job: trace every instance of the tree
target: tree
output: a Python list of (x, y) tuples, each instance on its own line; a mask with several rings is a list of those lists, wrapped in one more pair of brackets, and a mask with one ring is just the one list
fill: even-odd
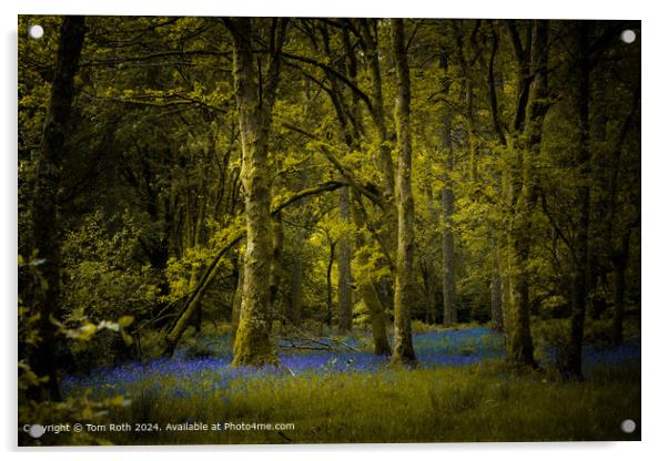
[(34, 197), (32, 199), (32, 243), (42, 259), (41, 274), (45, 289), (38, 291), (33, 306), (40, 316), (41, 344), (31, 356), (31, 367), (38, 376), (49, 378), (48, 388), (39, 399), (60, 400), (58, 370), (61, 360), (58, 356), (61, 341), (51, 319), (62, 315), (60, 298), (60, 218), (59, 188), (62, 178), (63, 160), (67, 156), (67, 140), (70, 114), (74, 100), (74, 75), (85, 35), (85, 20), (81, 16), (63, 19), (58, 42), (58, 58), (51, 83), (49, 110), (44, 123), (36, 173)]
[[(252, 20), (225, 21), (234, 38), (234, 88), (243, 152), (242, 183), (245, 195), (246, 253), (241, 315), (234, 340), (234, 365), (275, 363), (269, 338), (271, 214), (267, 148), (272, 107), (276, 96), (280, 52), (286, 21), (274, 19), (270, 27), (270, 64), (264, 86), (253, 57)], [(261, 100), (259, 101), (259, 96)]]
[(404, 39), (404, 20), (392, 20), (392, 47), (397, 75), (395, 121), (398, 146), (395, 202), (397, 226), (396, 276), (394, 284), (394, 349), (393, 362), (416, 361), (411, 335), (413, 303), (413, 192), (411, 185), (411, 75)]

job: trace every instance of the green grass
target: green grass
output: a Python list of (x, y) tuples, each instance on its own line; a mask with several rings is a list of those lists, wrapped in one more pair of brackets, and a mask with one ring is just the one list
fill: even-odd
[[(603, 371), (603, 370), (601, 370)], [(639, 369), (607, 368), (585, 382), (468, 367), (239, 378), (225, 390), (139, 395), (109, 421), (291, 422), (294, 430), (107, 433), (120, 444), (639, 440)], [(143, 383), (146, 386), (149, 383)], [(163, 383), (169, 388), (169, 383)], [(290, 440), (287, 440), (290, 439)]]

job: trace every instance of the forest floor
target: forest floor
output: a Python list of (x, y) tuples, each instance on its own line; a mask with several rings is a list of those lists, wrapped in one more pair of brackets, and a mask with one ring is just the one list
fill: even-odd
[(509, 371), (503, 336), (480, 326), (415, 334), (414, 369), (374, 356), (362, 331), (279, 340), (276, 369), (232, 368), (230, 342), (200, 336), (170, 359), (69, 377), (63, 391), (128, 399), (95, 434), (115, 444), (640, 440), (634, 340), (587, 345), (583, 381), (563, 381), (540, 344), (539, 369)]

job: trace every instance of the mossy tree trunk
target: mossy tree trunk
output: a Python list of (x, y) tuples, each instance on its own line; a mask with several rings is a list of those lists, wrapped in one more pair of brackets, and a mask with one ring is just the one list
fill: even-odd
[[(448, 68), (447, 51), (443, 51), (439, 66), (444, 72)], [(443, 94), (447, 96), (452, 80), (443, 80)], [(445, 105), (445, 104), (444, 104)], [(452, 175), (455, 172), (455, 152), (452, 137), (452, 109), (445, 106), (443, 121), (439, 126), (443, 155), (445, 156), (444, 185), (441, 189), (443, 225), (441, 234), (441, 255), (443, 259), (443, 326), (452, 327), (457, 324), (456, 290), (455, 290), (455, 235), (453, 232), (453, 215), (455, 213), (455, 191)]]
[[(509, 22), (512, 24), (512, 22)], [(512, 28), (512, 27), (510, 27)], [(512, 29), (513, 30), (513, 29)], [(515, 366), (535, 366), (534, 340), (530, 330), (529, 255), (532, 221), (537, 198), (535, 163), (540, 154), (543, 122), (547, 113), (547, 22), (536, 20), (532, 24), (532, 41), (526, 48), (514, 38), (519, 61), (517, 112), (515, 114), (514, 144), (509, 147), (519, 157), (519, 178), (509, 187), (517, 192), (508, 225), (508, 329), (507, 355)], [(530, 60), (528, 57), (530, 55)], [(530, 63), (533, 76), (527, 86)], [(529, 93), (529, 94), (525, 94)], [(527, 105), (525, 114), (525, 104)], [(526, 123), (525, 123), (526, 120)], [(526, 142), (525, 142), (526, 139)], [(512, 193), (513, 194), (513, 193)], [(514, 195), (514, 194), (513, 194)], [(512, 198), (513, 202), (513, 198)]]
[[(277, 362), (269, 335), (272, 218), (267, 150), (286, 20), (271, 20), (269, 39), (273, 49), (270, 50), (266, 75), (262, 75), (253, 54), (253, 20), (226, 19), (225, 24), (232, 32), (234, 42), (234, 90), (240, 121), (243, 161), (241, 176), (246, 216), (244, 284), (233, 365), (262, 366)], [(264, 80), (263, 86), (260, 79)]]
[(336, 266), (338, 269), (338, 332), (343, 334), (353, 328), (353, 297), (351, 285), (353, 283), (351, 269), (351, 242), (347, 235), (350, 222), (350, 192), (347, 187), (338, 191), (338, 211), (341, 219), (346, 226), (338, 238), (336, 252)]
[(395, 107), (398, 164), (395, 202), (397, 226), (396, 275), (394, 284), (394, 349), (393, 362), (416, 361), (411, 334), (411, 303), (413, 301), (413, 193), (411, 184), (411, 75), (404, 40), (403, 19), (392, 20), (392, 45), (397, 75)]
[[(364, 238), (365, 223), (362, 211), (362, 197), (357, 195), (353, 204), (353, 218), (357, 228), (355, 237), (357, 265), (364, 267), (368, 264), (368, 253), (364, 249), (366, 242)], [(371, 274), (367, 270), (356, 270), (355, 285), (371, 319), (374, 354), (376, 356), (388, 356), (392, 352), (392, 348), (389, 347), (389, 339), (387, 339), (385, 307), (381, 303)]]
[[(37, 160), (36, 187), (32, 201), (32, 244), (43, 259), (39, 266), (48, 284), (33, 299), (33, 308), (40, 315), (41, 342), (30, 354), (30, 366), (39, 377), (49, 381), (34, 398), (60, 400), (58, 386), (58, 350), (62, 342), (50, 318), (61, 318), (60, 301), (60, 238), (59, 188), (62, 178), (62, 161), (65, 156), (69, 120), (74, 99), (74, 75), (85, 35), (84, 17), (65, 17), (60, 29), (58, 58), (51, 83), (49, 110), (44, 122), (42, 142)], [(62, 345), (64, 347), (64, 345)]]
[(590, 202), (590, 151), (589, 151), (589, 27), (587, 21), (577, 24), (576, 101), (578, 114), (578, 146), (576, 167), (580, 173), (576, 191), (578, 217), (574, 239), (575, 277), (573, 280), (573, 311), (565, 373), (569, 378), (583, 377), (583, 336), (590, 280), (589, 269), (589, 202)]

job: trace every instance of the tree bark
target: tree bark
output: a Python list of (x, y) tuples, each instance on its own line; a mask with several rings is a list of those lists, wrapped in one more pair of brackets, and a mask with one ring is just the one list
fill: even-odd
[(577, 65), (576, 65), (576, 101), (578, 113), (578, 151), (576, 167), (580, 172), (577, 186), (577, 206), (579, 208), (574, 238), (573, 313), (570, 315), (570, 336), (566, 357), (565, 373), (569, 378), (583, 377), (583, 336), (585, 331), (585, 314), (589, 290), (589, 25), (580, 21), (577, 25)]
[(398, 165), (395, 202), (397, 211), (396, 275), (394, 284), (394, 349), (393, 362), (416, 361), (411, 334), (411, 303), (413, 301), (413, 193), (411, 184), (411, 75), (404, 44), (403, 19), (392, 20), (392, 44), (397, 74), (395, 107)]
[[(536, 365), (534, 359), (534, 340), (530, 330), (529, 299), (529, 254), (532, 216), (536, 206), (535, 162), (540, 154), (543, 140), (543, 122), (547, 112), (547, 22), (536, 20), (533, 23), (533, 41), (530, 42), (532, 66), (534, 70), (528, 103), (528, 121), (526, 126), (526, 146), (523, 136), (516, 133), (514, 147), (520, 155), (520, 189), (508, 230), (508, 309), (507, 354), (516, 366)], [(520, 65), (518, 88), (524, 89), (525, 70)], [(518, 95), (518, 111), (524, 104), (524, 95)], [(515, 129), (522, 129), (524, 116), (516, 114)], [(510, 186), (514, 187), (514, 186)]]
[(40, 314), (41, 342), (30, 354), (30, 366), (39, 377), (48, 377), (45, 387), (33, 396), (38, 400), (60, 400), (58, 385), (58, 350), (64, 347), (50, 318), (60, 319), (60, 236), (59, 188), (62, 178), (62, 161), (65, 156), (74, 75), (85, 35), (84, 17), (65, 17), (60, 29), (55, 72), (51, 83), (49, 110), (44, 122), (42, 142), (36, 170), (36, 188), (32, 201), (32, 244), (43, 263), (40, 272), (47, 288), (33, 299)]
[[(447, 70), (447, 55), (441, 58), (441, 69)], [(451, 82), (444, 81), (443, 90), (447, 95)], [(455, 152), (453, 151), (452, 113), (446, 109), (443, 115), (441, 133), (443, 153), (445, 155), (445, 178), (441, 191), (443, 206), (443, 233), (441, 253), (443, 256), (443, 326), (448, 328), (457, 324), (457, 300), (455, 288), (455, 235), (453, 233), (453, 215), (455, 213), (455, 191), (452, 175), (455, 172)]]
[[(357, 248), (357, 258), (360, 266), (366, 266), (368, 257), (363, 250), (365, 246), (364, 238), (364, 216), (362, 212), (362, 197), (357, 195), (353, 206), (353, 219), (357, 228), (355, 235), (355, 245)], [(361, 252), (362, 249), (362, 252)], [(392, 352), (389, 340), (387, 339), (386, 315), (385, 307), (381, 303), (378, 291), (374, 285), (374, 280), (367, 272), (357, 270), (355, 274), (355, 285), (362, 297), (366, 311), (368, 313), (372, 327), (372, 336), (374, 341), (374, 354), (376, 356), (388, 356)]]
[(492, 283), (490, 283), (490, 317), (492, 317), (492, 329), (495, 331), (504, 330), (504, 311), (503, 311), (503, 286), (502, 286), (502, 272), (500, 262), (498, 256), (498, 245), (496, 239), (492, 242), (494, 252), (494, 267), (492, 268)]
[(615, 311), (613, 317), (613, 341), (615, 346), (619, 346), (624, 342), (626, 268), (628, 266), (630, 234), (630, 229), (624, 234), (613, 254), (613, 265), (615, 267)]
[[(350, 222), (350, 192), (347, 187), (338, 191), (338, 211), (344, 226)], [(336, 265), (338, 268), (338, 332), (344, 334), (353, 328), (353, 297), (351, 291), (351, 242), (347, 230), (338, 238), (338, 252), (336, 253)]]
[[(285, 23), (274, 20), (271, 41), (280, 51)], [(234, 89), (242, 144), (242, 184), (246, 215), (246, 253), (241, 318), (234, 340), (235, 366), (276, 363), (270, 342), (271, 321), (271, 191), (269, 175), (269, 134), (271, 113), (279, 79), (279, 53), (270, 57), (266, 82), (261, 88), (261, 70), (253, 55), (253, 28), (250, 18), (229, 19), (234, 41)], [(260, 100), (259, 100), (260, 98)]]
***
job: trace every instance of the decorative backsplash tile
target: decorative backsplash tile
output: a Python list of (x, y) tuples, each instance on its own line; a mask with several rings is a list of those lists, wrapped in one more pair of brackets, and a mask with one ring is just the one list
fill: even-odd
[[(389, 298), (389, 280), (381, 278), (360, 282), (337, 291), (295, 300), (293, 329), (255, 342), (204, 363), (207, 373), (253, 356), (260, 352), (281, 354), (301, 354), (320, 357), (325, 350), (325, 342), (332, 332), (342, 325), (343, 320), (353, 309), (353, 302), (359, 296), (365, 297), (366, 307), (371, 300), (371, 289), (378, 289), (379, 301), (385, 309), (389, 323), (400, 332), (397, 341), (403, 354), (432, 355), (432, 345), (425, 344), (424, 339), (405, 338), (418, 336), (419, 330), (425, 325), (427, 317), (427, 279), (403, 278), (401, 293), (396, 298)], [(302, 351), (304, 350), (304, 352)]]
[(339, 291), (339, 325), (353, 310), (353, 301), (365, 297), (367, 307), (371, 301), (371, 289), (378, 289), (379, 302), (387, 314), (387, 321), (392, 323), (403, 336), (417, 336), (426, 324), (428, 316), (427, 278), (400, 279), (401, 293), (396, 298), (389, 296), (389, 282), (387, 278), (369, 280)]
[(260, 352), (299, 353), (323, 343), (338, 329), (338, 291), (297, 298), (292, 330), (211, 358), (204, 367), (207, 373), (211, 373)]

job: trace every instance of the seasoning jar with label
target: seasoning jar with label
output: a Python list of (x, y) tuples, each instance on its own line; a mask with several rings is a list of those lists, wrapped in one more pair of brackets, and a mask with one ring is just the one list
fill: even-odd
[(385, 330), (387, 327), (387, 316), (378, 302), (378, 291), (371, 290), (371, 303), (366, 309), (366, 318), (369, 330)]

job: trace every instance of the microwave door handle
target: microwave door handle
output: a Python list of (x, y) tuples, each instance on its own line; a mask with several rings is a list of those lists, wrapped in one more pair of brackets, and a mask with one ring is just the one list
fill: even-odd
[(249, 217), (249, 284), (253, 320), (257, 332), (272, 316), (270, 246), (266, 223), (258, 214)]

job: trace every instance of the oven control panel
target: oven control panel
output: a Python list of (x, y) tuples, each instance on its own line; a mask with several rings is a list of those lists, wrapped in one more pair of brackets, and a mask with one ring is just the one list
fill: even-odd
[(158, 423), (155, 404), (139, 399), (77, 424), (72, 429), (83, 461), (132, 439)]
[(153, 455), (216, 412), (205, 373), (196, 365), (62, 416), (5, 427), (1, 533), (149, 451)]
***
GIVEN TASK:
Render the listing from the line with "job: trace every instance of the tree bark" to the line with "21), (577, 25)]" as a Markdown table, with a Row column numbering each line and a Line column holding its text. Include only those lines, leaving out any blank ones.

FINAL RESULT:
| Row | Line |
|---|---|
| 1 | job: trace every instance of the tree bark |
| 2 | target: tree bark |
| 3 | output: a Python list of (x, y) tuples, each instance on its own line; a mask with several rings is a list of those lists, wrapped in one more pair of brackets, and a mask with one ring is just the one list |
| 4 | fill: even-odd |
| 5 | [(577, 65), (576, 65), (576, 101), (578, 113), (578, 151), (576, 167), (580, 172), (577, 186), (577, 206), (579, 208), (574, 238), (573, 313), (570, 315), (570, 336), (566, 357), (565, 373), (569, 378), (583, 377), (583, 336), (585, 331), (585, 314), (589, 290), (589, 25), (580, 21), (577, 25)] |